**Exercise material:**
————

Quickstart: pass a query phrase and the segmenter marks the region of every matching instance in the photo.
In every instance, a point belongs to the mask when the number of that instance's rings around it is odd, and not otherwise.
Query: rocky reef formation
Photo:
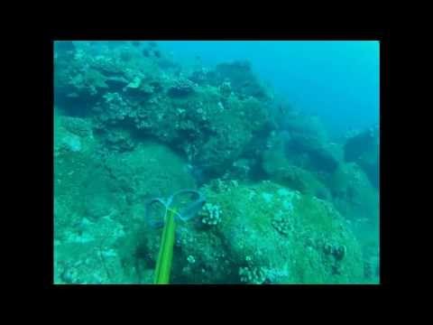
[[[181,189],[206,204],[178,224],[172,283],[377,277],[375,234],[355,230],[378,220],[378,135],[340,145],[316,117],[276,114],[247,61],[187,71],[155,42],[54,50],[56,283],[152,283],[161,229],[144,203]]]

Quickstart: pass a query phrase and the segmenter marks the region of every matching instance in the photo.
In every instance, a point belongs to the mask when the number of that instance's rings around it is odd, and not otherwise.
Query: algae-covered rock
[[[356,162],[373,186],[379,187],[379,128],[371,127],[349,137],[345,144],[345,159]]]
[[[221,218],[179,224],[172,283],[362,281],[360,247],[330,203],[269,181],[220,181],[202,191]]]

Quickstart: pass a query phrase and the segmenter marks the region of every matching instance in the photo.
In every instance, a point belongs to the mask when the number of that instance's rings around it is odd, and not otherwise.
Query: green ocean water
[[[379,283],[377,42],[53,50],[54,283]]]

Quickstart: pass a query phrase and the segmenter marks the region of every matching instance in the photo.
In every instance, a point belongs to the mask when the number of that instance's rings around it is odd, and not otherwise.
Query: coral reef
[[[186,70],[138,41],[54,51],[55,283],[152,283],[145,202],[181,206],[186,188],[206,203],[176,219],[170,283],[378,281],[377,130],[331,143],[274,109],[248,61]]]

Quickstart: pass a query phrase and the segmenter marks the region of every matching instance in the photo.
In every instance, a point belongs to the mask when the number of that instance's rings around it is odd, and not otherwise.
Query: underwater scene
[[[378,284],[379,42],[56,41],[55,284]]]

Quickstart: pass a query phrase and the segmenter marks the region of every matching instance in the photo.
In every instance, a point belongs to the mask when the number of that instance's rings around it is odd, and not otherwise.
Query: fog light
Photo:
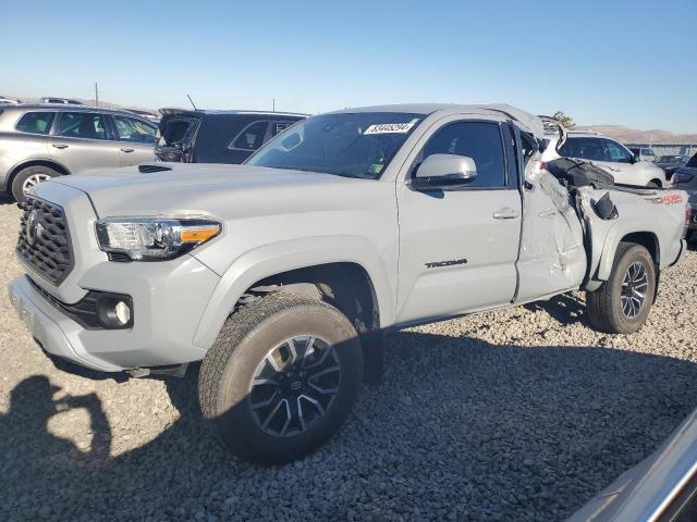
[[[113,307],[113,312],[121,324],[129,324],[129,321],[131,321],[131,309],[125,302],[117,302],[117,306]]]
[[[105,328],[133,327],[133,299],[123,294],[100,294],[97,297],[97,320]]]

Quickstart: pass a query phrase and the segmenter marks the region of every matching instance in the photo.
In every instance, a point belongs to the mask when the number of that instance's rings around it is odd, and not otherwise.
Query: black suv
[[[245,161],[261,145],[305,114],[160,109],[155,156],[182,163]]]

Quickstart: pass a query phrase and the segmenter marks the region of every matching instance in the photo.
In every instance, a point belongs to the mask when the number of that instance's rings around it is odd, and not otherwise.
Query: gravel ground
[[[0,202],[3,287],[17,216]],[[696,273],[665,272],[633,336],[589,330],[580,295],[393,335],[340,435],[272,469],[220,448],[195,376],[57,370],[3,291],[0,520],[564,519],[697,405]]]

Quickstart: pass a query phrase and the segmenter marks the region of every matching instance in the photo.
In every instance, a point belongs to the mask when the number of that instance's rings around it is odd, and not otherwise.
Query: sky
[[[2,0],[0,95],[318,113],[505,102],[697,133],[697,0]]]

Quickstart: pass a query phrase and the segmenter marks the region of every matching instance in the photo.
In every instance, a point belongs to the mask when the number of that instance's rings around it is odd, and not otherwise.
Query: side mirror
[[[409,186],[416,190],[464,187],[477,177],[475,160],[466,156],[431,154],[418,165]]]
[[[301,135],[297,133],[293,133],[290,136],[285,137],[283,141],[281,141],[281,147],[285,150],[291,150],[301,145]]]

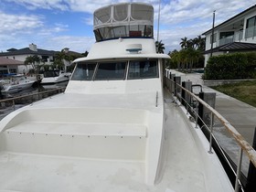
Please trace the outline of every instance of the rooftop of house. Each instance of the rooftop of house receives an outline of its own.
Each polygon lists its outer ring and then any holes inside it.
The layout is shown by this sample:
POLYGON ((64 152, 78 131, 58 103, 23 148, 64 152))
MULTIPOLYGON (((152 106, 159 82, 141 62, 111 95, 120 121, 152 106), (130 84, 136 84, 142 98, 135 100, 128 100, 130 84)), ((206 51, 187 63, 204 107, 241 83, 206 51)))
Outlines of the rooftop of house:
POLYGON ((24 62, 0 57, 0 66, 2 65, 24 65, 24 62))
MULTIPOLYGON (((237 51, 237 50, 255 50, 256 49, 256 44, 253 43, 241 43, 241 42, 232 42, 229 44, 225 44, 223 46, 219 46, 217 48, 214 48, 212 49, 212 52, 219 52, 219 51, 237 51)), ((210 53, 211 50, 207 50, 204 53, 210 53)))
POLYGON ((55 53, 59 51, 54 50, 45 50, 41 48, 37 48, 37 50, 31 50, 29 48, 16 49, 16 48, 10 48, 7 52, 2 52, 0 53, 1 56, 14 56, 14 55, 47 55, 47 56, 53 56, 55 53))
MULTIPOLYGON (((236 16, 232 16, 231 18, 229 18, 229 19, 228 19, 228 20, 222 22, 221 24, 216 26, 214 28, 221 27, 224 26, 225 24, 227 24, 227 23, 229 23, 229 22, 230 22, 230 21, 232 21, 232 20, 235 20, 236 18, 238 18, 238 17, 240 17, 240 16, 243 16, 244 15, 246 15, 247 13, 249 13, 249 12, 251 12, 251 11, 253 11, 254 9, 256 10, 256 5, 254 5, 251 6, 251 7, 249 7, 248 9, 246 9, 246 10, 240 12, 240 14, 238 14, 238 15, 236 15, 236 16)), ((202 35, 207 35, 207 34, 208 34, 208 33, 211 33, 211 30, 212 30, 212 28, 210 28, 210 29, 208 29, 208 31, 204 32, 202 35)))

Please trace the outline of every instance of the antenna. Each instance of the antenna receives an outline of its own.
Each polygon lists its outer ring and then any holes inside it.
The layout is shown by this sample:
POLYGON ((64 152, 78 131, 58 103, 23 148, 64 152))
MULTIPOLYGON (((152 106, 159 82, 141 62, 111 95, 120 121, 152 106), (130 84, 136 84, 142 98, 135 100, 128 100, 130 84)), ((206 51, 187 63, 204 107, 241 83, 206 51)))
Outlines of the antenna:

————

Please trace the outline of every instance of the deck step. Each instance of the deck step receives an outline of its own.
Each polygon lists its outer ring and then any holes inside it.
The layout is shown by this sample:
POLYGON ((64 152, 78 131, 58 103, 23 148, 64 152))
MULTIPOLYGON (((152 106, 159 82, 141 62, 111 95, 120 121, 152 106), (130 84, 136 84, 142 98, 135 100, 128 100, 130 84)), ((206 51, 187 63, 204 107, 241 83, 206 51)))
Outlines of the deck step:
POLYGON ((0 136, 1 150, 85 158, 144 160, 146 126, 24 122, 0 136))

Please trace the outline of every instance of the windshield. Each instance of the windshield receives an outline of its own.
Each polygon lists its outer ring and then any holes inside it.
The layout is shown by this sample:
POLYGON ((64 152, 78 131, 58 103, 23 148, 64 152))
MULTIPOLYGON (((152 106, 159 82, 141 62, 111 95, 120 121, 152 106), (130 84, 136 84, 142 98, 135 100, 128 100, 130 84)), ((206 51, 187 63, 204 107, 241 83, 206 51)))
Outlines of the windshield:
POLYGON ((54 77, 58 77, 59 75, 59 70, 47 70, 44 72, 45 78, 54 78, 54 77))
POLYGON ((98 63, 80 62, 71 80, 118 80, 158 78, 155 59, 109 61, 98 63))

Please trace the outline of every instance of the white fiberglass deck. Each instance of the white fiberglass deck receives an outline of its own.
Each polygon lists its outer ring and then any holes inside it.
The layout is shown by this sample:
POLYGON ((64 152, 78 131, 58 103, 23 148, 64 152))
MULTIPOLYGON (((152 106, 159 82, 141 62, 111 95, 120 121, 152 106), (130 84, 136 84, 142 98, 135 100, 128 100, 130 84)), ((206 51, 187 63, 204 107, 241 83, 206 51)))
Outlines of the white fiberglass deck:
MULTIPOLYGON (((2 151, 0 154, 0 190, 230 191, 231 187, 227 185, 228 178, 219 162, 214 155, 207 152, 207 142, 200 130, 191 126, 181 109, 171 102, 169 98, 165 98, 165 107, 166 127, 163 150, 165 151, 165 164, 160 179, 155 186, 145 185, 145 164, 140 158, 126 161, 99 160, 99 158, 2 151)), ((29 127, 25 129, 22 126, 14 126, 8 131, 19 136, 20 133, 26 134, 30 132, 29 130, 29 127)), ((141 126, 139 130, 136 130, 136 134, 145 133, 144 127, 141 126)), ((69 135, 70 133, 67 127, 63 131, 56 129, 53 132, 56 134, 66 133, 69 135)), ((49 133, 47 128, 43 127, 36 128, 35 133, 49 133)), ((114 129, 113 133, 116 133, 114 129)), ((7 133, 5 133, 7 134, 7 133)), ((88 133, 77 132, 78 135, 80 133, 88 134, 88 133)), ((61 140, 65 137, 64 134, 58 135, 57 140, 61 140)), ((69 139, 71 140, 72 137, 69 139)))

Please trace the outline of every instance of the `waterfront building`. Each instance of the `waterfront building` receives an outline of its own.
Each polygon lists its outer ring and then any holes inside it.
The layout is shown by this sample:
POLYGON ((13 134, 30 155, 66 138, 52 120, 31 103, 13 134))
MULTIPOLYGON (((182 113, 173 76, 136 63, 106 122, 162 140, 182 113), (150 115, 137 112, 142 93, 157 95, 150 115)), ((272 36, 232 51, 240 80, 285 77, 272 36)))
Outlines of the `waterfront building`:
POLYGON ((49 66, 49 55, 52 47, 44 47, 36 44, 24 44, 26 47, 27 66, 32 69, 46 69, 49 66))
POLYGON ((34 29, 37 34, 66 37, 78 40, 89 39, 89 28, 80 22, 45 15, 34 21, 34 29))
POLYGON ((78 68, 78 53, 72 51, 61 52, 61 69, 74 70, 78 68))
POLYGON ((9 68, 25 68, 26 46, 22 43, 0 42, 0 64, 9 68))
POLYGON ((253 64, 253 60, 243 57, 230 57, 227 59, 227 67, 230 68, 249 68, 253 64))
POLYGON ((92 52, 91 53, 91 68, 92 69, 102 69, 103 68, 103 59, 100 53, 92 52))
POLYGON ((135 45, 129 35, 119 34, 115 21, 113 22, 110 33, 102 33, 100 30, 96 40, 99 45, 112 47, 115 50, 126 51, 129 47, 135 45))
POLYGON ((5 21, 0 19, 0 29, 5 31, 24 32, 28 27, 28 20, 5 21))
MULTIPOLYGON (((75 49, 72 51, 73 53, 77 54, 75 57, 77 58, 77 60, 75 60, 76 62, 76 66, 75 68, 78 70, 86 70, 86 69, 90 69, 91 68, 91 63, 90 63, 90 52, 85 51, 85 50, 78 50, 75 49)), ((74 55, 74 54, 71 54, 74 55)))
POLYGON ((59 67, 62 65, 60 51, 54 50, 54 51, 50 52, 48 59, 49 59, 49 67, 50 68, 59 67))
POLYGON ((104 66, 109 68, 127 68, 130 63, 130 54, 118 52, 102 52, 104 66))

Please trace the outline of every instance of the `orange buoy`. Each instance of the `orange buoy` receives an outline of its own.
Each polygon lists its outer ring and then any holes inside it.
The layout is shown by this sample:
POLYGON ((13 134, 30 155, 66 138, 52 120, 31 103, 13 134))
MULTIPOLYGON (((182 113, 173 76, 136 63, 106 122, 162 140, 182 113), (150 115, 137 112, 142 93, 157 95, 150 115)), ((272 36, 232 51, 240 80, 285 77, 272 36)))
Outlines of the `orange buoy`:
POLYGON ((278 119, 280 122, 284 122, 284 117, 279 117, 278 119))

————

Find every line in the records above that contains the string "windshield", matching case exactly, and copy each such line in full.

Please trace the outline of every instance of the windshield. Each instance of the windshield receives an outline of its own.
Outlines of the windshield:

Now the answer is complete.